Input material:
◆ ◆ ◆ ◆

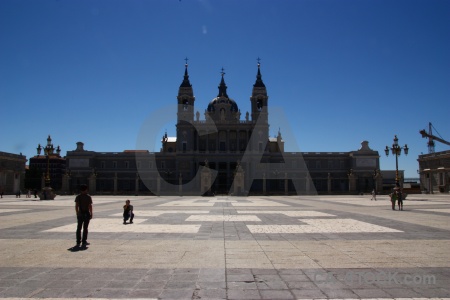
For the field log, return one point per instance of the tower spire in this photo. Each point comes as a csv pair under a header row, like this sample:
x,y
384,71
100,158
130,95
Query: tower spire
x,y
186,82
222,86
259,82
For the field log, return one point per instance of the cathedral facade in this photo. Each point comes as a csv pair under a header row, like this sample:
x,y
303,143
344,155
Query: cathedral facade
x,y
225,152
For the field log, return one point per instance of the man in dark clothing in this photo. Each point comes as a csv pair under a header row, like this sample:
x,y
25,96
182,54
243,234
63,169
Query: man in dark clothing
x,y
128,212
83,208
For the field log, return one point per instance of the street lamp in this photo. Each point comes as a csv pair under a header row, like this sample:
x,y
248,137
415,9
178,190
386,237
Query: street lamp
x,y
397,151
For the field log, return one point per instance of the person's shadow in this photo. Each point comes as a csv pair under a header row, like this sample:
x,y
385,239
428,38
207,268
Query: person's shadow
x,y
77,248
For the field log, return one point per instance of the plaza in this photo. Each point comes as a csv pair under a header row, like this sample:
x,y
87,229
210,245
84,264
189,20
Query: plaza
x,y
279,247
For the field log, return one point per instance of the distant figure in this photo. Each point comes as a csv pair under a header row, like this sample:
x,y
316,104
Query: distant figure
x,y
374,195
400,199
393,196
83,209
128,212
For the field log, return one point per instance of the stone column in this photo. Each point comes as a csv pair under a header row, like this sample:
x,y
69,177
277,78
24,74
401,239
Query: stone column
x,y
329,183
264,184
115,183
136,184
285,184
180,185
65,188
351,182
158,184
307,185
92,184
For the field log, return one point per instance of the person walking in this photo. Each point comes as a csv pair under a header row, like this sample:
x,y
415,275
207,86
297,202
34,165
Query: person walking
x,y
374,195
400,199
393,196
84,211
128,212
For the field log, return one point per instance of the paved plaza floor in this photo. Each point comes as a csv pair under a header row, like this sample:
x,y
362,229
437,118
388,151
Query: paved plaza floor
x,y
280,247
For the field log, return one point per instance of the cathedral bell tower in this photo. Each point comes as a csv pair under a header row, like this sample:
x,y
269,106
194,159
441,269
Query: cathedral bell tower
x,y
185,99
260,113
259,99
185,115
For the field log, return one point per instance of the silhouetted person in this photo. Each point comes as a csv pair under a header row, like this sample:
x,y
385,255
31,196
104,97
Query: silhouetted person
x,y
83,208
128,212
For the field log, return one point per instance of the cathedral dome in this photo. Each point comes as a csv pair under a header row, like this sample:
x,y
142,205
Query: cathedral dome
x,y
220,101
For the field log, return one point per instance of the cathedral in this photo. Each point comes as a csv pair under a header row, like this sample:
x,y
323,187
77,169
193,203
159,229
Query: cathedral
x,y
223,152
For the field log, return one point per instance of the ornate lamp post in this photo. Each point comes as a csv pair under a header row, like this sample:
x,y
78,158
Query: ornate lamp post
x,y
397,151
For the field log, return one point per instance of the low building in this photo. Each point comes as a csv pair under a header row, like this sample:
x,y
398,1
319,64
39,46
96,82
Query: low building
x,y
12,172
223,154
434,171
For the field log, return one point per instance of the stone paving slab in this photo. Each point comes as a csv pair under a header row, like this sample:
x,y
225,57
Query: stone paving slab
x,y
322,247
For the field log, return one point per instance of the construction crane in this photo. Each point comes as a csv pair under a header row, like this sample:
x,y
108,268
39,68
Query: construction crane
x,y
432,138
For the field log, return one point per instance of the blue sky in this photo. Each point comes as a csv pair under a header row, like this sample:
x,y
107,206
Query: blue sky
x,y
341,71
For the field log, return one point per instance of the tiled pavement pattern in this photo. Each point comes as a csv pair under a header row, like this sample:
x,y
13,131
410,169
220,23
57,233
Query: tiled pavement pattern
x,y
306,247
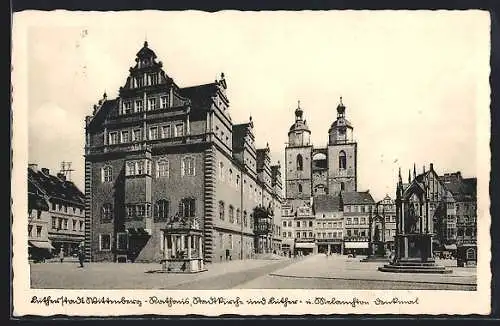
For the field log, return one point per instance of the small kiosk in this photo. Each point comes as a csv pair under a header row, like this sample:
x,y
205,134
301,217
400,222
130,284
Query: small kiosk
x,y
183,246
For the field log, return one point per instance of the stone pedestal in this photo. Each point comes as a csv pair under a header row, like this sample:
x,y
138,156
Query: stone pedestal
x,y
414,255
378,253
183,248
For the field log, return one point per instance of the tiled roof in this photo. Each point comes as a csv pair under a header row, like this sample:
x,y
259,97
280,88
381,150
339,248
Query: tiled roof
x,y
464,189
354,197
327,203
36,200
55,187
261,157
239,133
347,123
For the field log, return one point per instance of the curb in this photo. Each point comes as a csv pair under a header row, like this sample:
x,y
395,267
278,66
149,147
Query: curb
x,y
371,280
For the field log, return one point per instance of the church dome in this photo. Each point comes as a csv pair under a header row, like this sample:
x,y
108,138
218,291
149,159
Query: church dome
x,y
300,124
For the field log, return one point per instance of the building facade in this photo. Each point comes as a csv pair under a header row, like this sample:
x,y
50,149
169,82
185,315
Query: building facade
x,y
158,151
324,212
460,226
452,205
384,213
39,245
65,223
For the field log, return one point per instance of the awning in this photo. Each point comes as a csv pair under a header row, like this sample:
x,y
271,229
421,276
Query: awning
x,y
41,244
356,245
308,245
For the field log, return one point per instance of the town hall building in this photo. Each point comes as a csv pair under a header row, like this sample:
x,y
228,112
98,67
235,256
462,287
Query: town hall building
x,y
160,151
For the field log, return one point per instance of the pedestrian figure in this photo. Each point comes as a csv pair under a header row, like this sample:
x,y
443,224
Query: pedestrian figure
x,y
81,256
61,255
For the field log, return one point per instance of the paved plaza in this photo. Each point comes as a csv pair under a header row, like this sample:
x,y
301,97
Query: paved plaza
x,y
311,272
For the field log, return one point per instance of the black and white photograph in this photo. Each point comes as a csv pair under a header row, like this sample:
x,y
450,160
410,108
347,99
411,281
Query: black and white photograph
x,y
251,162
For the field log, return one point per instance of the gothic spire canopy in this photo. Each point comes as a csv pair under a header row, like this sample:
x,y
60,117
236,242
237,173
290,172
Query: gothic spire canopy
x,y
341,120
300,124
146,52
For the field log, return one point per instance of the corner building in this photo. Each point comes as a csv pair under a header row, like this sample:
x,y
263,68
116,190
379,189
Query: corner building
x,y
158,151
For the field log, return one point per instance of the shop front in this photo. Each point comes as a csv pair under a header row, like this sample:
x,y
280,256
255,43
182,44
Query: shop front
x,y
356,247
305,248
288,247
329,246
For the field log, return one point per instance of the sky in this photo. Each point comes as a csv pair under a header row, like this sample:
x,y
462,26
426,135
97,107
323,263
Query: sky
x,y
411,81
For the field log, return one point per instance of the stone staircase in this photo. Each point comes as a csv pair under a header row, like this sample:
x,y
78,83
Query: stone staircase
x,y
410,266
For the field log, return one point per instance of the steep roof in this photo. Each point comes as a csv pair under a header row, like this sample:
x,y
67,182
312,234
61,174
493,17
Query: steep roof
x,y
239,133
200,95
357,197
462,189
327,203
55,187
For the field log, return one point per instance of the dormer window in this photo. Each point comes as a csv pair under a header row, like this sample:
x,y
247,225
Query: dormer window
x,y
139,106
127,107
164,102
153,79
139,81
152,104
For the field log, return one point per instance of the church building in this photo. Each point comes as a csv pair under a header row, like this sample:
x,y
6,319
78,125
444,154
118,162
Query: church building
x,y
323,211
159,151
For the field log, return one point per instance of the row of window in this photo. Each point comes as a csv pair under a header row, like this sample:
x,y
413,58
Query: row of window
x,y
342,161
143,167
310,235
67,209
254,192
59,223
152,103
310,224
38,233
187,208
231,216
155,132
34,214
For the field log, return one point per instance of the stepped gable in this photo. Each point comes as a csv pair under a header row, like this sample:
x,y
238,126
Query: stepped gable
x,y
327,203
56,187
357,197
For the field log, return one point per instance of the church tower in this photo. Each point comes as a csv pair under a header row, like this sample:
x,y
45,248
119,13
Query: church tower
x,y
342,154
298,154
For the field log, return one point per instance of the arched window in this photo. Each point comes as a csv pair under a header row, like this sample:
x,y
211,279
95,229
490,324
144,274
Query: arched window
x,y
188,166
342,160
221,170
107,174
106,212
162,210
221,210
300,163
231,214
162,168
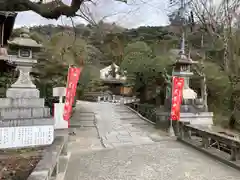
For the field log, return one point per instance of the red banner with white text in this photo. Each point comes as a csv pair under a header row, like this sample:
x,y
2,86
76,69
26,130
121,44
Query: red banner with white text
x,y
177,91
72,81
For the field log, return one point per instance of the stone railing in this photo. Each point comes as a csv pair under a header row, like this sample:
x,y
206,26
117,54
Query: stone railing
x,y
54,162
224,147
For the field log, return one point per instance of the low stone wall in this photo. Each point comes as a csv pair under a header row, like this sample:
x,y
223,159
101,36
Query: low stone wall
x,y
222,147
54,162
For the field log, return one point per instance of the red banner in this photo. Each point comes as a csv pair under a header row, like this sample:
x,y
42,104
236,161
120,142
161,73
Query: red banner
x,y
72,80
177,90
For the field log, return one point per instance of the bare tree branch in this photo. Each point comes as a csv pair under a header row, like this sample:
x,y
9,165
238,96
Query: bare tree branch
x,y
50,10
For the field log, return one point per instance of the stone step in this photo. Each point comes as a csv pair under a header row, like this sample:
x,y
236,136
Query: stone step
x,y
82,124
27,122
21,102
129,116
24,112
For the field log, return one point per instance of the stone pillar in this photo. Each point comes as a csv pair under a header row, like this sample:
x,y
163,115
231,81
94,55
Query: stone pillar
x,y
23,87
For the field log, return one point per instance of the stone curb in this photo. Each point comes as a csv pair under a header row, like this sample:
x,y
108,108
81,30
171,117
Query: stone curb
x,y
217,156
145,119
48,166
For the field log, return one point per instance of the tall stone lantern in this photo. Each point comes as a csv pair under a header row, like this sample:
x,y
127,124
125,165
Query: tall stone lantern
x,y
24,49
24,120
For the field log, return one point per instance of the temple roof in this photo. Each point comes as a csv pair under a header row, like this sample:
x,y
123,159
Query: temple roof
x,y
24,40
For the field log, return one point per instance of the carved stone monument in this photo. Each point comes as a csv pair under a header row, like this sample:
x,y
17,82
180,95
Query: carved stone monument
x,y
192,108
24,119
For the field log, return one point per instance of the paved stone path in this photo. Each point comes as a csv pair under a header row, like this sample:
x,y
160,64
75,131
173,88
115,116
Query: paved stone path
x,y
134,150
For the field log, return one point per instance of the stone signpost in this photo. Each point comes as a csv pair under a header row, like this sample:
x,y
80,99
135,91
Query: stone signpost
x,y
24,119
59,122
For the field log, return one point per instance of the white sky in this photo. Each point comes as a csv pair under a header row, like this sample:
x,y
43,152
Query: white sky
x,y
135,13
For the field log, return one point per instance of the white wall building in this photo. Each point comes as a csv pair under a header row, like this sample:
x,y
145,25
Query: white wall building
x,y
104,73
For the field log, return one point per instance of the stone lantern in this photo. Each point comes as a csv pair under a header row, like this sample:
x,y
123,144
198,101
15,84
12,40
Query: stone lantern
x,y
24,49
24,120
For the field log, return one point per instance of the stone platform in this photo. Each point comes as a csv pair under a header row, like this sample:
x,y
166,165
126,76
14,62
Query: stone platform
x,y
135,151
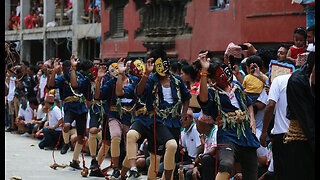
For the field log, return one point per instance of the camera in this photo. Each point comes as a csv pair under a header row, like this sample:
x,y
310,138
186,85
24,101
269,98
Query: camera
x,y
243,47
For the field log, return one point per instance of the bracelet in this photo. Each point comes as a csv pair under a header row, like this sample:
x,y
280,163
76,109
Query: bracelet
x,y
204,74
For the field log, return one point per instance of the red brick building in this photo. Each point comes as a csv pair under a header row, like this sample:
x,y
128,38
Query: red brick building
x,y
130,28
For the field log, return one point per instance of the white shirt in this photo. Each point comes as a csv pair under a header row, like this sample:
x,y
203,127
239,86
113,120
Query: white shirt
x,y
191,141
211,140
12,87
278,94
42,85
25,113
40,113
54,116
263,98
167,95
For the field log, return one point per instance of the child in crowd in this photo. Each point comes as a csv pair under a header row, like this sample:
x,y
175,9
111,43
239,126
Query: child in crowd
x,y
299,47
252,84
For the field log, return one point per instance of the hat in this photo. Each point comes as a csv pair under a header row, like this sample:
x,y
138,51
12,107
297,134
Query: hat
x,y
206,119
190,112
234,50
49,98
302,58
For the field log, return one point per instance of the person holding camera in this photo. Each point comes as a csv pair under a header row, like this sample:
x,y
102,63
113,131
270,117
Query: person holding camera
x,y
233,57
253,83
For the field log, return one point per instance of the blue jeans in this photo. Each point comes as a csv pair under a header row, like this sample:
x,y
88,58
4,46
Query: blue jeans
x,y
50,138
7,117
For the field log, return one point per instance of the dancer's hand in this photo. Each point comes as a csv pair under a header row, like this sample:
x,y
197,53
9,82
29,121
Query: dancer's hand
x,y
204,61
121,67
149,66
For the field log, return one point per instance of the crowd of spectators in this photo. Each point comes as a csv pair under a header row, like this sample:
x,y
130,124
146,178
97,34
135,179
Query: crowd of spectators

◆ ◆ ◆ ◆

Exercise details:
Only the lines that contain the word "spectators" should be copied from the material.

Solution to the problem:
For the field log, return one point per instance of the crowd of spectators in this photo. Each point comes as a csv pair under a header row, like this sample:
Query: crowd of spectators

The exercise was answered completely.